▶ _TAREAS Y EJERCICIOS_:
• 1. Enumera todas las personas que se nombran en el cuerpo del texto sobre las constituciones de Colombia, sin contar el nombre del encabezado.
• 2. Reescribe como lista el párrafo del texto sobre las constituciones de Colombia que empieza con «No obstante, esa primera Constitución», conservando sus datos principales.
• 3. Escribe la continuación del texto sobre los bicentenarios y las constituciones de Colombia a partir de su última oración.

#### TEXTO PROPORCIONADO ####

José Félix Lafaurie Rivera 

@jflafaurie

Ya celebramos, en 2010, el bicentenario de una independencia que no lo fue, porque se quedó en “grito”, pues los políticos de la época no pudieron “entender el momento” -herencia maldita hasta nuestros días-, para asumir la prioridad de defender lo alcanzado. En cambio, ya en 1812 se habían trenzado en la primera guerra civil para zanjar por las armas las decisiones sobre el país que querían, cuando ni siquiera tenían país. No es en vano el apelativo de la “Patria boba”.

En agosto de 2019, el Ejército celebró también su cumpleaños número 200, en el día de la verdadera independencia, tras las dos grandes batallas en territorio boyacense contra el pacificador Morillo.

Hoy estamos otra vez de bicentenario, el de la primera Constitución de Colombia, hija del Congreso de Angostura en 1819, en el que Bolívar trazó su sueño de “La reunión de la Nueva Granada y Venezuela en un grande Estado”. La Constitución de la que hubiera sido una gran potencia continental, si los políticos de las dos provincias hubieran “entendido el momento”, fue promulgada el 30 de agosto de 1821, en el Congreso de la Villa del Rosario de Cúcuta.

No obstante, esa primera Constitución republicana duró realmente poco. De hecho, antes de ella tuvimos varias provinciales y, entre 1821 y 1886, en apenas 65 años, logramos tener ¡ocho constituciones!, en medio de nueve grandes guerras civiles y de guerras provinciales por doquier, lo que no es sino el reflejo de nuestra crónica inestabilidad política, aunque nos preciemos de la solidez de nuestra democracia.

La Constitución de 1886, la de Núñez y Caro, fruto de la regeneración conservadora, reemplazó a la última federalista, enterrada por Núñez con su frase lapidaria: “La Constitución de Rionegro ha dejado de existir”. Su gran logro fue reemplazar el federalismo liberal, no porque fuera malo sino porque era liberal, por el centralismo que aún tenemos, aunque tampoco fue modelo de estabilidad, pues sufrió seis grandes reformas y muchas pequeñas en sus 104 años de vigencia.

#### LÍNEAS DE DATOS ####

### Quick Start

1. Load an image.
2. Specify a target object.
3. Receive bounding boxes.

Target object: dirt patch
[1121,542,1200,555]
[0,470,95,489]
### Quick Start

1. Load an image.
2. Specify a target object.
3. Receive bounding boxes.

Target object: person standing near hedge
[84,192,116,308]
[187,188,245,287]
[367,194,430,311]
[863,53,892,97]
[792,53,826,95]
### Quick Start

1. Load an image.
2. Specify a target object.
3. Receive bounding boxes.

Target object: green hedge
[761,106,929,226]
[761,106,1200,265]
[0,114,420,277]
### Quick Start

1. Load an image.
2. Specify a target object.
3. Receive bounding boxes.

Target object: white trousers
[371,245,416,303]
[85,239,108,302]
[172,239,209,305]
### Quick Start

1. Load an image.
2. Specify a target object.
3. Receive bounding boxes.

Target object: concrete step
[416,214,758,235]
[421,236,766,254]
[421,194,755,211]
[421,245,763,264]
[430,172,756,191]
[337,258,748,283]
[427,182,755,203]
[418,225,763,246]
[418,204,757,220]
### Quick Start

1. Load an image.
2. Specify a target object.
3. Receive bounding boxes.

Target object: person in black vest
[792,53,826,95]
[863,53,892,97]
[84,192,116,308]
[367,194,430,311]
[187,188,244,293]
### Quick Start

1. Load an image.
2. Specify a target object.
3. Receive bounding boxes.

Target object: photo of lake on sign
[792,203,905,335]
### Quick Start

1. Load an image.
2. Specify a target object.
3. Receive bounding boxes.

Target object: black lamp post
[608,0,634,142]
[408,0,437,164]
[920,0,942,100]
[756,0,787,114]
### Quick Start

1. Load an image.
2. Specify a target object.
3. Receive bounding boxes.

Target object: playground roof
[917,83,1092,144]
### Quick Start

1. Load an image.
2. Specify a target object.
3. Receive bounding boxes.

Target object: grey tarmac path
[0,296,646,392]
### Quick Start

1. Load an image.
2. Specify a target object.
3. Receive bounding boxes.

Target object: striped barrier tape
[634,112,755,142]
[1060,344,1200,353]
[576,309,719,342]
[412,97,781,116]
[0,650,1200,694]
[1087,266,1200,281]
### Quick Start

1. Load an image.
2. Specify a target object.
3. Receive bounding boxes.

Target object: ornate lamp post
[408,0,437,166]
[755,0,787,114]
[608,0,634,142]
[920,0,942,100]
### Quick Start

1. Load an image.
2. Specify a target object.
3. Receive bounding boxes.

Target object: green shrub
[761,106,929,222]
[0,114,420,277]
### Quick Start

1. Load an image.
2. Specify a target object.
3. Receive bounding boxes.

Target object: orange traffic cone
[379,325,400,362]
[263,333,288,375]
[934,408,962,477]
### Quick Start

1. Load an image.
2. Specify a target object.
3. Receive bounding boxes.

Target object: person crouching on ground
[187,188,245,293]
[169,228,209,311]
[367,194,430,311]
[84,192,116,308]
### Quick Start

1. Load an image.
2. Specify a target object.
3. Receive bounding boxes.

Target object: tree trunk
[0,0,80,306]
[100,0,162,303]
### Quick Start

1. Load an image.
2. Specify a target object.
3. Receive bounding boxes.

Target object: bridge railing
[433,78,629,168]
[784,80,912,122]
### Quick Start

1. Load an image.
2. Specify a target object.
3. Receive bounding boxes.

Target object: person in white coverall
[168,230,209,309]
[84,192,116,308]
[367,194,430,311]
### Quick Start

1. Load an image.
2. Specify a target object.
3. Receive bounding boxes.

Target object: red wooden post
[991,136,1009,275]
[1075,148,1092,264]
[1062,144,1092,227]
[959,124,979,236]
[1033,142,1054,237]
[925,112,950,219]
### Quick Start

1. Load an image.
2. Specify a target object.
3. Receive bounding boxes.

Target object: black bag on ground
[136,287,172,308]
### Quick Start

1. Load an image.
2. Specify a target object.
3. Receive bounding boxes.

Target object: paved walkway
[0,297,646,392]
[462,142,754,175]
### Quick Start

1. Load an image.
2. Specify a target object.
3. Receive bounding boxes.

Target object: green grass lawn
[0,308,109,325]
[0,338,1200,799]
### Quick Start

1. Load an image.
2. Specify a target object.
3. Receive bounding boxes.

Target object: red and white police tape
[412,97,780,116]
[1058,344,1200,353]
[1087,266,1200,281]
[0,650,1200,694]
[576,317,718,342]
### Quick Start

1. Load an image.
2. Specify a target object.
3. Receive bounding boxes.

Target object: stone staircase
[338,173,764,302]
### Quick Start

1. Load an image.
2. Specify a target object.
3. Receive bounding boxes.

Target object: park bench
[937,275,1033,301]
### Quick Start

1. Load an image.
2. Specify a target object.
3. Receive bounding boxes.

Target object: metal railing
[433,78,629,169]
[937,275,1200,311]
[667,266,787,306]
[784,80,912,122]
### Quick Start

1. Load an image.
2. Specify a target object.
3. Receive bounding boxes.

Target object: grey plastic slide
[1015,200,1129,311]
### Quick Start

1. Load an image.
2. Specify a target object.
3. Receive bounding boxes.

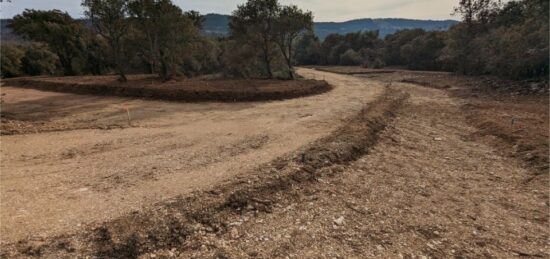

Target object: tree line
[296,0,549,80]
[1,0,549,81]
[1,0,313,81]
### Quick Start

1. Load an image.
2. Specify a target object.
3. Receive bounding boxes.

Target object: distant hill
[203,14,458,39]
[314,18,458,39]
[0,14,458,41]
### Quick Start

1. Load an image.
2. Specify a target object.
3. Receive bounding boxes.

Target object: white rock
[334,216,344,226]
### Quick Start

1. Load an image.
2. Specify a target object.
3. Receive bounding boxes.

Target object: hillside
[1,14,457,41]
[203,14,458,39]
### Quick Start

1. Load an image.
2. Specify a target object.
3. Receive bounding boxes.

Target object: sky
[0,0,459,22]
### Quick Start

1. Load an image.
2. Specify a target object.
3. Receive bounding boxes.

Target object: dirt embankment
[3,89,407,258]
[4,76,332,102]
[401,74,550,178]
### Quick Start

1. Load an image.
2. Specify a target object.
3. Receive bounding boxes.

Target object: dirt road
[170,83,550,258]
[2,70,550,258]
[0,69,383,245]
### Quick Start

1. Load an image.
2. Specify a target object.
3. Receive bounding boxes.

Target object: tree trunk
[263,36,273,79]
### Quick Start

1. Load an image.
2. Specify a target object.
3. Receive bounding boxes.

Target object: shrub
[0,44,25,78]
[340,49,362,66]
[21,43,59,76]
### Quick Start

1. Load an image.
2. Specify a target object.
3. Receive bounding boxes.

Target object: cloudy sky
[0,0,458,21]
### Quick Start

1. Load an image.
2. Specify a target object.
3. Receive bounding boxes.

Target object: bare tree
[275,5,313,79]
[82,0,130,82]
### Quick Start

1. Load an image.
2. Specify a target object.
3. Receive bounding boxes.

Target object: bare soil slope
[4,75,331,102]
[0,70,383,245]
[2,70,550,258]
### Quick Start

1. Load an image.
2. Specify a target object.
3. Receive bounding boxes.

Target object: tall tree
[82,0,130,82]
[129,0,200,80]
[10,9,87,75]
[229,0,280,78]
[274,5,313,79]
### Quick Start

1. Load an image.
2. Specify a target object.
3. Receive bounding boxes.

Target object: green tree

####
#### LÍNEAS DE DATOS ####

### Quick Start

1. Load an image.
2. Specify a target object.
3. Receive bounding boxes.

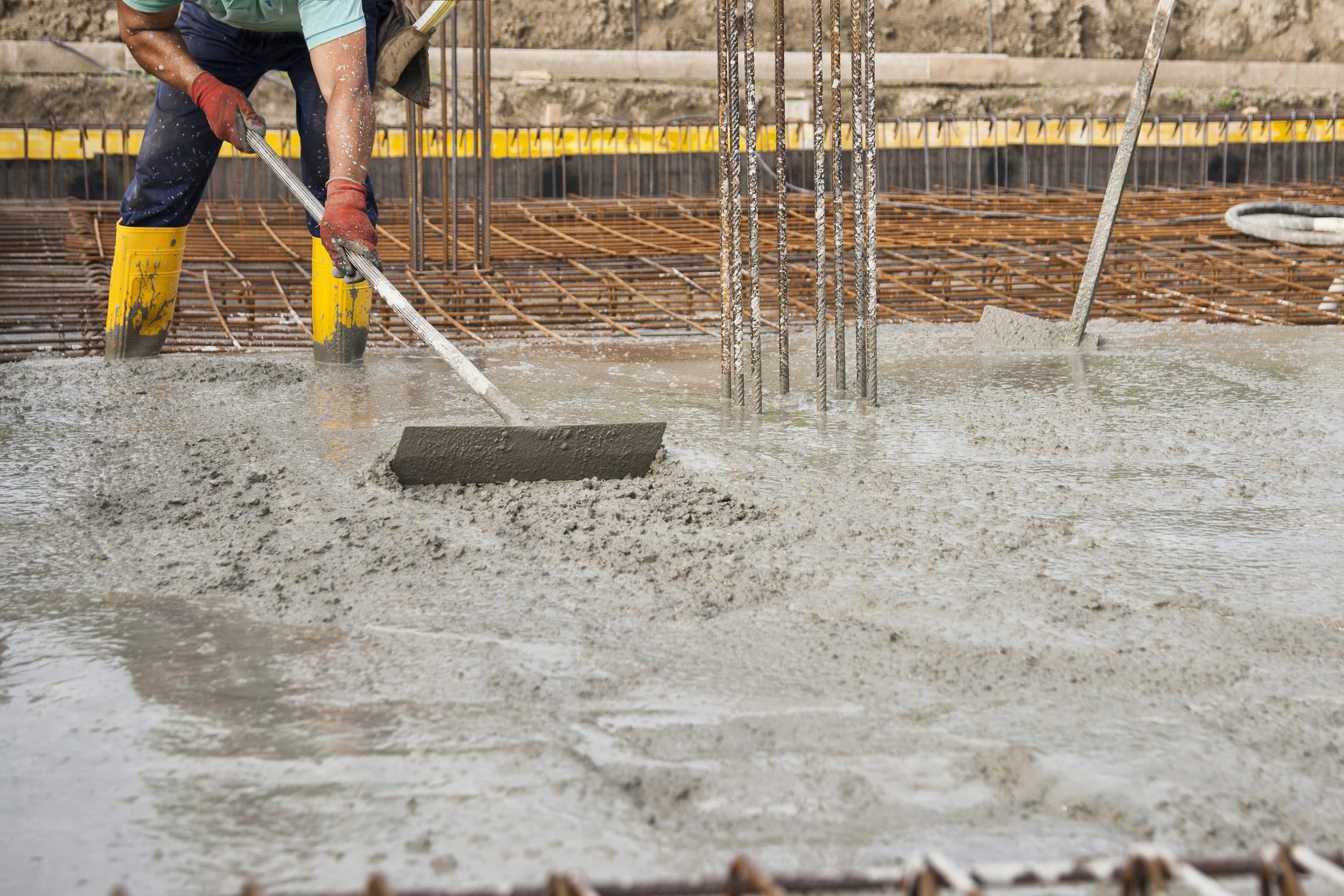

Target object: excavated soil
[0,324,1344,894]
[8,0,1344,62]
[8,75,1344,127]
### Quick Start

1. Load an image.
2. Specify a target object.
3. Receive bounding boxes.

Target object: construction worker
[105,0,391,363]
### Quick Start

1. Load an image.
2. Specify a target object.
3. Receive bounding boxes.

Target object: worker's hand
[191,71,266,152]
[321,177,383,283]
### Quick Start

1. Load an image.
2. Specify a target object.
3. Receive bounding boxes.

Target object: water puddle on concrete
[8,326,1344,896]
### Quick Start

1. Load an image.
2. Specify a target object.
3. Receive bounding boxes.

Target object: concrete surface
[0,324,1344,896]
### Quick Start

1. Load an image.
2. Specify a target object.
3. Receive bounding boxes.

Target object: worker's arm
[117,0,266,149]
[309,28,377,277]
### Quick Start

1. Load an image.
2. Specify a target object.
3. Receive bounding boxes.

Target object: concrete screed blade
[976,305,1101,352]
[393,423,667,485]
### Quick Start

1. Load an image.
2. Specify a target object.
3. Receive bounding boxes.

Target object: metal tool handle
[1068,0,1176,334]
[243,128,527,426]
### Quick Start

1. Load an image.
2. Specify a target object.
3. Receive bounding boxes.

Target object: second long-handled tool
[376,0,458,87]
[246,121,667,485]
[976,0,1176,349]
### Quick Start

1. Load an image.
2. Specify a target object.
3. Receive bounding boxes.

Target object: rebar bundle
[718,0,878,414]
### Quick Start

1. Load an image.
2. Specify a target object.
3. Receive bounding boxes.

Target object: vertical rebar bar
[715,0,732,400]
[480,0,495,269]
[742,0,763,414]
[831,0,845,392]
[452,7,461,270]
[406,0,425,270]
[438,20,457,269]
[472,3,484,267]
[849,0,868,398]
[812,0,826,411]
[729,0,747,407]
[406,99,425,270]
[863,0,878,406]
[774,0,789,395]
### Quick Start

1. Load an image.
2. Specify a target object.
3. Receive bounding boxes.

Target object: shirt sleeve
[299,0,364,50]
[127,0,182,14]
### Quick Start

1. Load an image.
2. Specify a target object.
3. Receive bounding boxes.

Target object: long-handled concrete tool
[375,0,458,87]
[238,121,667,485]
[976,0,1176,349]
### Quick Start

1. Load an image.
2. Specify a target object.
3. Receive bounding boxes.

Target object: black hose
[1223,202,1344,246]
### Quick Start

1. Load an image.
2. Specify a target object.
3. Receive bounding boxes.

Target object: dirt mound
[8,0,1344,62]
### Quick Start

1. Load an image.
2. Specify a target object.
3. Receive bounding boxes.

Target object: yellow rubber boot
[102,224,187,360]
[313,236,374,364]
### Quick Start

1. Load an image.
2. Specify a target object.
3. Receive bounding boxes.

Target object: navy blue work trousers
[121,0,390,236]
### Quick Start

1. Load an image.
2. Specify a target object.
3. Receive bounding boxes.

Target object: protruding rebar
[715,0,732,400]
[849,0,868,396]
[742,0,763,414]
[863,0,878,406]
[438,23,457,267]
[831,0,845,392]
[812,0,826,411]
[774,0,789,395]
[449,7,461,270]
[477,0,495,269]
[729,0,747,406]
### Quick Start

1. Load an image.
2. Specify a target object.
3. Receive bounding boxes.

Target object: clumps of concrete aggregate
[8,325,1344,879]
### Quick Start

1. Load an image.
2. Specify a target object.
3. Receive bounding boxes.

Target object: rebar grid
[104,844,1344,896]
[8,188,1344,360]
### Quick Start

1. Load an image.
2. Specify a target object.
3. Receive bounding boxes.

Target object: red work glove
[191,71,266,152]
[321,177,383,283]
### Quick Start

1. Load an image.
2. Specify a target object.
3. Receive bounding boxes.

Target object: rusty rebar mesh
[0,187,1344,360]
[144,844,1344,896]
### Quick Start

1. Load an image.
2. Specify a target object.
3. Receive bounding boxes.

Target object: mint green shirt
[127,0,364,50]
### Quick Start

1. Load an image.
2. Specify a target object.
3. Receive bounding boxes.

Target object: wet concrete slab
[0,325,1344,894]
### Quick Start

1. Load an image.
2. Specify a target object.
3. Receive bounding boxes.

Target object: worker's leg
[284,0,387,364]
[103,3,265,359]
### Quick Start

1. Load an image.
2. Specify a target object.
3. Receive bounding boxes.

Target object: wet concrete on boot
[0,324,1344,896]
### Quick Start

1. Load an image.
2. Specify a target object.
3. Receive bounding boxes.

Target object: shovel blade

####

▶ _RESPUESTAS_:
• 1. Morillo, Bolívar, Núñez y Caro.

• 2.
- La primera Constitución republicana duró poco.
- Antes de ella hubo varias constituciones provinciales.
- Entre 1821 y 1886, en apenas 65 años, hubo ocho constituciones.
- Ese período incluyó nueve grandes guerras civiles y guerras provinciales por doquier.
- Todo ello refleja una crónica inestabilidad política, aunque nos preciemos de la solidez de nuestra democracia.

• 3.
La Carta de 1991, en la que Dios no se dejó sacar del preámbulo, pero perdió peso, no ha corrido con mejor suerte. Hasta 2021, cuando le celebramos su “treintañez”, ha sido reformada ¡56 veces!, porque ella misma creó los instrumentos para que así fuera, lo que les ha servido a políticos populistas, que siguen sin entender los momentos del país,  para elevar todo a “rango constitucional”, desde una comisión que solo aconseja al presidente, hasta la pretensión de meter a la Constitución, por la puerta de atrás, un acuerdo con narcoterroristas que, precisamente, la violó desvergonzadamente al desconocer la voluntad popular.

A esa ruptura constitucional, que ya cumplió cinco años, le debemos una paz que nadie ha visto, una justicia que ni condena ni castiga, mientras los peores delincuentes se sientan en el Congreso y los militares y policías están encerrados preventivamente; y le debemos el escalamiento de la violencia narcoterrorista en campos y ciudades, al ritmo de las hectáreas de coca, que ya van en 240.000 hectáreas, mientras la Corte Constitucional se atraviesa a la fumigación aérea y, en ocasiones, parece ponerse del lado de los delincuentes. Eso es, cuando menos, lo que perciben los colombianos de a pie.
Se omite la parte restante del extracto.